DOCUMENT EXCERPT:
+===+
First off, you need to consider changing the title of your thread from:

my husband *cant* stop talking to a girl hes never met who lives 1,000 miles away

to:

my husband *won't* stop talking to a girl hes never met who lives 1,000 miles away

And therein lies the issue. Whether she lives down the street of 1,000 miles away, she still is the OW in your marriage. She still has your H's ear (or eyes on the page) and attention is taken away from your needs and your relationship in order for him to give HER that attention. You know it isn't right. He is oblivious. You know it has to stop. He doesn't know this.

So, how does he learn that this is inappropriate and must stop? You give him an ultimatum and be prepared to follow though. Either he ends it NOW with a NC letter or the marriage is over. You will not remain married when there is an OW involved with your H. He gets to decide whether he wants to continue with her, but in doing so, he will be without you.


----------



## that_girl (Jul 6, 2011)
+===+
GIVEN DATA:
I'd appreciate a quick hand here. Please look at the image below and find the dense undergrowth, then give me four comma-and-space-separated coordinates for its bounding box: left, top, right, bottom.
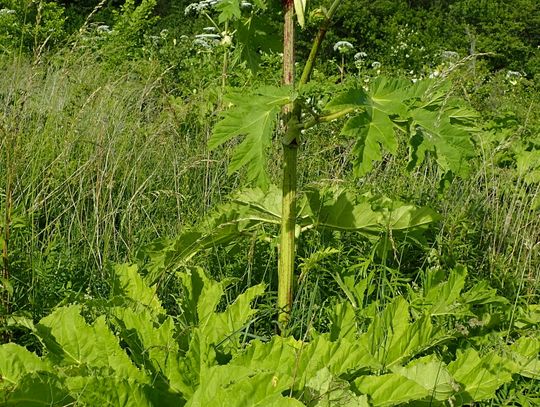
0, 1, 540, 406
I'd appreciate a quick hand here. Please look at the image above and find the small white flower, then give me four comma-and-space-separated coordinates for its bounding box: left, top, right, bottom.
441, 51, 459, 60
506, 71, 523, 85
334, 41, 354, 54
354, 51, 367, 61
97, 24, 111, 33
193, 38, 212, 48
195, 34, 221, 40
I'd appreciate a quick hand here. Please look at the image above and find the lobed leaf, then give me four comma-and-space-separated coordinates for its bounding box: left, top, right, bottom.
208, 87, 291, 187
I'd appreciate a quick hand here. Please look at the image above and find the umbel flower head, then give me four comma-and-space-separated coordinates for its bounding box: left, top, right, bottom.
334, 41, 354, 54
184, 0, 221, 16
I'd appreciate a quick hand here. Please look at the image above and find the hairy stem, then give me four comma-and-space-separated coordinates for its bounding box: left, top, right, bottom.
299, 0, 341, 86
277, 0, 297, 332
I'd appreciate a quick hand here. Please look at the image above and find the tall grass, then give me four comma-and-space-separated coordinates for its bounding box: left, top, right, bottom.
0, 52, 229, 313
0, 45, 540, 329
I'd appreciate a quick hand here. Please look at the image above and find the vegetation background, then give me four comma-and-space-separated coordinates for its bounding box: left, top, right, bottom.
0, 0, 540, 405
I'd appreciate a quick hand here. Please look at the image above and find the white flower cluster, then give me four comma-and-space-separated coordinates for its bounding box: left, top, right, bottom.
506, 71, 523, 86
441, 51, 459, 61
0, 8, 17, 16
184, 0, 221, 15
354, 51, 367, 61
334, 41, 354, 54
96, 24, 111, 34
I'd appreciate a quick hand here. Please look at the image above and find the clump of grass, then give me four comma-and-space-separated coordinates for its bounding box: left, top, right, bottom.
0, 51, 230, 315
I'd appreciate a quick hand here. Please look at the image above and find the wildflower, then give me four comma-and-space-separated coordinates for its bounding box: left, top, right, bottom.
193, 38, 212, 48
334, 41, 354, 54
97, 24, 111, 34
354, 51, 367, 61
506, 71, 523, 85
195, 34, 221, 40
441, 51, 459, 60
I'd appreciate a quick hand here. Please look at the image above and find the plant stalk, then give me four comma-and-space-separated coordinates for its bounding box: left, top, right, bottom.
277, 0, 297, 332
299, 0, 341, 86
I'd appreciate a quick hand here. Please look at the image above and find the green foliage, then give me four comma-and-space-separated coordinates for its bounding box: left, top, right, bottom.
0, 0, 67, 55
144, 186, 439, 283
327, 78, 475, 176
0, 265, 540, 406
208, 87, 291, 187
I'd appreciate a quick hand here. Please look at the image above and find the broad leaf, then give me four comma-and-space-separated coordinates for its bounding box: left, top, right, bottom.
36, 305, 145, 381
0, 343, 52, 389
510, 336, 540, 380
236, 14, 283, 72
448, 349, 513, 404
302, 367, 369, 407
186, 365, 303, 407
208, 87, 290, 187
112, 264, 165, 315
360, 297, 437, 367
0, 372, 75, 407
216, 0, 242, 24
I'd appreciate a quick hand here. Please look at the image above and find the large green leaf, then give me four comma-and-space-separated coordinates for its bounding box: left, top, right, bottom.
+===+
JOB:
Write the next part of the forum thread about a husband who keeps talking online with a woman who lives far away. The items have nothing to do with the forum thread.

REPLY:
Yea. He CAN stop, but he doesn't want to.

He's having a serious affair. 

Either she goes or you go.


----------



## lordmayhem (Feb 7, 2011)

that_girl said:


> Yea. He CAN stop, but he doesn't want to.
> 
> He's having a serious affair.
> 
> Either she goes or you go.


:iagree:

This is the exact same situation as HurtinginTN, his WW was having an serious EA with an OM she met online who she never even met before. She finally went to the OM, driving thru the night and a thousand miles away to meet him for the first time, even taking her family's van which was their only means of transportation.


----------



## Acabado (May 13, 2012)

He failed the marriage test. Not a year married and already scaping from reality? He was not ready to be a husband and appears either to be a father. You deserved better. He's totally hooked up with this fantasy woman. It would be laughable if it wasn't so tragic.
This are the bare minimum conditions:
A NC letter.
Complete trnaparence in comunication devices so you can verify it.
Full disclosure.
IC for him.
MC later.
As he's totally doing the opposite you need to stop confronting him. Start detaching so you can think more clearly, not in that emotional state, and you will make more rational decisions.
Imnplement imediately the 180 -> The 180 degree rules, expose this affair to relevan people, people who could get your husband head straigh putting some pressure on him, as ther ILs. Talk to a lawyer, get your doks in row. Start moving on with your life. envision a future without him.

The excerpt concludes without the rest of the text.